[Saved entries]
◆ ◆ ◆
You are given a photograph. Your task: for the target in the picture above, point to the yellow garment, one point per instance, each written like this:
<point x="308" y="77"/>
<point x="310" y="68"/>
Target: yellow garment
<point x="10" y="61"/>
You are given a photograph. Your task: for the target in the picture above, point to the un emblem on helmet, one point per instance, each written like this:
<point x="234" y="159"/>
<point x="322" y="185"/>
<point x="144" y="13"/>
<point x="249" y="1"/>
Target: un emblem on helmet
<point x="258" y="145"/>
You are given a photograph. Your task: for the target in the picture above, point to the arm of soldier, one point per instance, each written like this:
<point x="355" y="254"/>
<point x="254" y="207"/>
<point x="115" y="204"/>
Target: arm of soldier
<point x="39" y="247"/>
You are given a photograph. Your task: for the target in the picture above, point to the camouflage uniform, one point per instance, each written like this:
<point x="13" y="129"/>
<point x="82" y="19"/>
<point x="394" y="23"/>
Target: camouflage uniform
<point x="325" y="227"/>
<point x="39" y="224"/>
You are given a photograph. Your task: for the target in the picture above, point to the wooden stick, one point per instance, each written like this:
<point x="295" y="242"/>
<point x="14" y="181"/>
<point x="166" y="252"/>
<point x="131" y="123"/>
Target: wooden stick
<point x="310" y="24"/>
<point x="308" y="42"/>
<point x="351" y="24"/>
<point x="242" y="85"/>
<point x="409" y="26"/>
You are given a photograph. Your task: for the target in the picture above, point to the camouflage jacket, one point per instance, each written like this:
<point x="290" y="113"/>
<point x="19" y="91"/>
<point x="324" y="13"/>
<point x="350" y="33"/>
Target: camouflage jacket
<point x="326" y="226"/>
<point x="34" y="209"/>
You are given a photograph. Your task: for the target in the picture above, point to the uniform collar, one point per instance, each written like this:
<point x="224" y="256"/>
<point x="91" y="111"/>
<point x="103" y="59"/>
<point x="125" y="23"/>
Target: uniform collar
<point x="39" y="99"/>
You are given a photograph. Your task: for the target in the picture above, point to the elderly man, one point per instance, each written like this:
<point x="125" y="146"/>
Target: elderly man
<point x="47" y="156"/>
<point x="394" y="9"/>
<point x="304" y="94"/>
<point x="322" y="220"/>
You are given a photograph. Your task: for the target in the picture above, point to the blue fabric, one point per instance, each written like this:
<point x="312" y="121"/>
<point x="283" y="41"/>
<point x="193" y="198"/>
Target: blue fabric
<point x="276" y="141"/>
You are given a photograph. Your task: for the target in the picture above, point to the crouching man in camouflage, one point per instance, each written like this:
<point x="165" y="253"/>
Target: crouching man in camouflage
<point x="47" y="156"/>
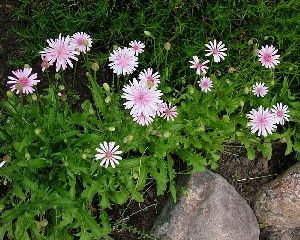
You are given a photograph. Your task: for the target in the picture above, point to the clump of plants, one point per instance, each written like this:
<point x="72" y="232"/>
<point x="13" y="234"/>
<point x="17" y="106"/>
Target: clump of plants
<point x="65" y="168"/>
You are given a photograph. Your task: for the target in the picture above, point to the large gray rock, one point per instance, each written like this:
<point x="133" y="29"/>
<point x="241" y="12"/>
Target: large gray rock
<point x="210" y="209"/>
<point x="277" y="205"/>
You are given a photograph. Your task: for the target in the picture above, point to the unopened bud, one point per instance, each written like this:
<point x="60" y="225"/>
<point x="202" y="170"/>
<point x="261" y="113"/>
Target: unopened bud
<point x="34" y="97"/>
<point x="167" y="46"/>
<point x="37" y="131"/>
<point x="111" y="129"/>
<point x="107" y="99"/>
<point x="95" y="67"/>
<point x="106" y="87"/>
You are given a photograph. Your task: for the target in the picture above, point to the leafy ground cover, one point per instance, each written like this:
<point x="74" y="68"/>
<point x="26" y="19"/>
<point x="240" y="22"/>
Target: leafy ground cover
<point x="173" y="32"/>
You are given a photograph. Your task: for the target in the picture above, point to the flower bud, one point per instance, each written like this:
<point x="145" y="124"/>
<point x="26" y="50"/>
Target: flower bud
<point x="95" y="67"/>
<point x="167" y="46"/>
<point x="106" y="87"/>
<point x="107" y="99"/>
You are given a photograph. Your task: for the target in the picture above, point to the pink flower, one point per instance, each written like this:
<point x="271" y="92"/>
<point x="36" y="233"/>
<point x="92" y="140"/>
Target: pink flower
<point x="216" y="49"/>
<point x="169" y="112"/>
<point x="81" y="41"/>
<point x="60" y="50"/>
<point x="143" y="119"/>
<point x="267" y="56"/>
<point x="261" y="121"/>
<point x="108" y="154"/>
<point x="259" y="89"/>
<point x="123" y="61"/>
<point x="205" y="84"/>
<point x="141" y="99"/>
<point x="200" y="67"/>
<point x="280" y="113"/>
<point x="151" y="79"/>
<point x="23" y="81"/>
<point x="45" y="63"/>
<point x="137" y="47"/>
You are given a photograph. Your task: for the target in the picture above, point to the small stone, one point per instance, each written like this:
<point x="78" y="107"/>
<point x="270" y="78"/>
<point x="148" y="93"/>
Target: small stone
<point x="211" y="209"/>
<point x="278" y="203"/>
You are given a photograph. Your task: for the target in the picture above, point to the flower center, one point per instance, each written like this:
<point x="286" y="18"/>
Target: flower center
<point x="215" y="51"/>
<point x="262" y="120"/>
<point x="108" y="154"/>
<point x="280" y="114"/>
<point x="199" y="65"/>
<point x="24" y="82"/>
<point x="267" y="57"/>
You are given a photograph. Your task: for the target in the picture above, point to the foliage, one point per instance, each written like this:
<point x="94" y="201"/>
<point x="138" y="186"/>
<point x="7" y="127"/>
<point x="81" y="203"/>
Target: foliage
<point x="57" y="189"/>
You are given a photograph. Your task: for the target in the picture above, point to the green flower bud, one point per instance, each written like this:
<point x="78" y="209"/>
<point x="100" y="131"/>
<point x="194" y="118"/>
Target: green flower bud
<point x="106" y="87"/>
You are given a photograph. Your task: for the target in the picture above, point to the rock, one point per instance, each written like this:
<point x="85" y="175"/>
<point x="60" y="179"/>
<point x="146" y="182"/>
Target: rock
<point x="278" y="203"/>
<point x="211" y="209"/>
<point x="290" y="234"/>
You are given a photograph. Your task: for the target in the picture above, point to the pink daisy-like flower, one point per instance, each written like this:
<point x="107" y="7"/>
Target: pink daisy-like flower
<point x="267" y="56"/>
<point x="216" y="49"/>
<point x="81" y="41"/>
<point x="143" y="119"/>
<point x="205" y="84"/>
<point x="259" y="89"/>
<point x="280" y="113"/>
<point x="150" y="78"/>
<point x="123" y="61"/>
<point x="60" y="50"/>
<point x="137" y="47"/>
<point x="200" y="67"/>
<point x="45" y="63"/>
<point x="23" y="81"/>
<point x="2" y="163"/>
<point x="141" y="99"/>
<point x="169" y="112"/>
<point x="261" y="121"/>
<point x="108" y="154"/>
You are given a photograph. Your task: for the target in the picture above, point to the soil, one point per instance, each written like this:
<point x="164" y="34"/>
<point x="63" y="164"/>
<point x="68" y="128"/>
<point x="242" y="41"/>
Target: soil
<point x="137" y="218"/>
◆ ◆ ◆
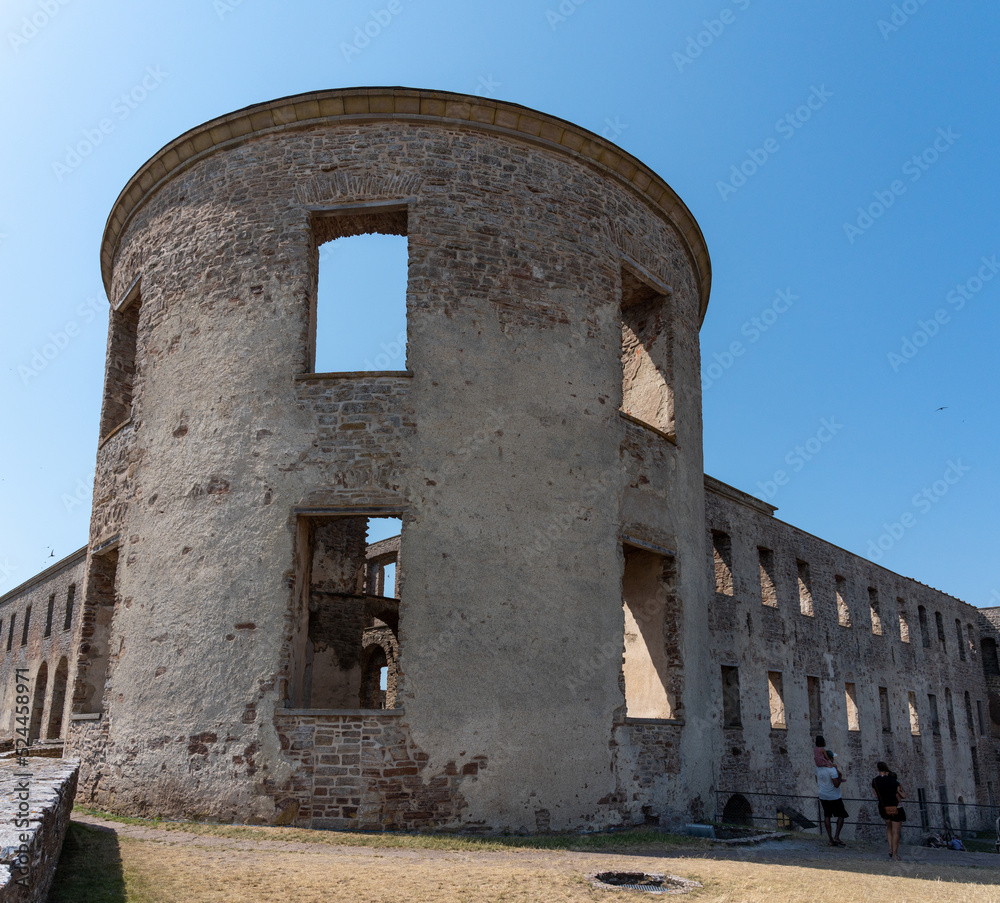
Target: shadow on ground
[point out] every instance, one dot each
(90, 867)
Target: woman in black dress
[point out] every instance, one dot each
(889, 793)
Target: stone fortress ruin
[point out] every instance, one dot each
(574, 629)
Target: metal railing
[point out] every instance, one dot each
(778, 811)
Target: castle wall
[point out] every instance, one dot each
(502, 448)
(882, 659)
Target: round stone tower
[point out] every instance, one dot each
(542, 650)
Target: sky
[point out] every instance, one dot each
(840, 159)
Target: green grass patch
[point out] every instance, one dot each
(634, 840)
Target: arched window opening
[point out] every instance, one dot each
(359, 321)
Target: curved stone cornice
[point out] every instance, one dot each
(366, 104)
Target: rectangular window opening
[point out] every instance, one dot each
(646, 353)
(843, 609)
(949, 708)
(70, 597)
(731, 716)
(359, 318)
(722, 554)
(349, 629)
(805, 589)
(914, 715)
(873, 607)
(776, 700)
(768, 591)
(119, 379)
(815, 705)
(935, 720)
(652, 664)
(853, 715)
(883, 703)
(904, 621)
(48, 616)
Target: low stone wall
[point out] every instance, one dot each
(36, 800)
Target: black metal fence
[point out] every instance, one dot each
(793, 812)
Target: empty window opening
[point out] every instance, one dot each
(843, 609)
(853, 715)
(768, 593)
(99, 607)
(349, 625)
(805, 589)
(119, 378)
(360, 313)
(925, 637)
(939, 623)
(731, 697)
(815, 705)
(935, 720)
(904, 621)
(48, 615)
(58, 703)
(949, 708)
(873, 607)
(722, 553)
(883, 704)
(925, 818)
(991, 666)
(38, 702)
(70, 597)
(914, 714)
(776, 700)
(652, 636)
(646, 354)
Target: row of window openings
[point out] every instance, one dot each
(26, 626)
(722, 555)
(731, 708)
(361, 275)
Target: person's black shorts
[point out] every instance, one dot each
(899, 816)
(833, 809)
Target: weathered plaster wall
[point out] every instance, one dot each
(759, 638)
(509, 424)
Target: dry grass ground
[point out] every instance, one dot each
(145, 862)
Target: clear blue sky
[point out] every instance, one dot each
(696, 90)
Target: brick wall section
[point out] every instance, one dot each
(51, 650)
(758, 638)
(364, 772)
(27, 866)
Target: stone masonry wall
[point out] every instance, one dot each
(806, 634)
◆ ◆ ◆
#### [Assignment]
Please show, exactly as written, every line above that contains the word "wall".

#### [Answer for the task]
Target: castle wall
Target: low stone wall
Target: weathered plaster wall
Target: brick wall section
Target: stone masonry wall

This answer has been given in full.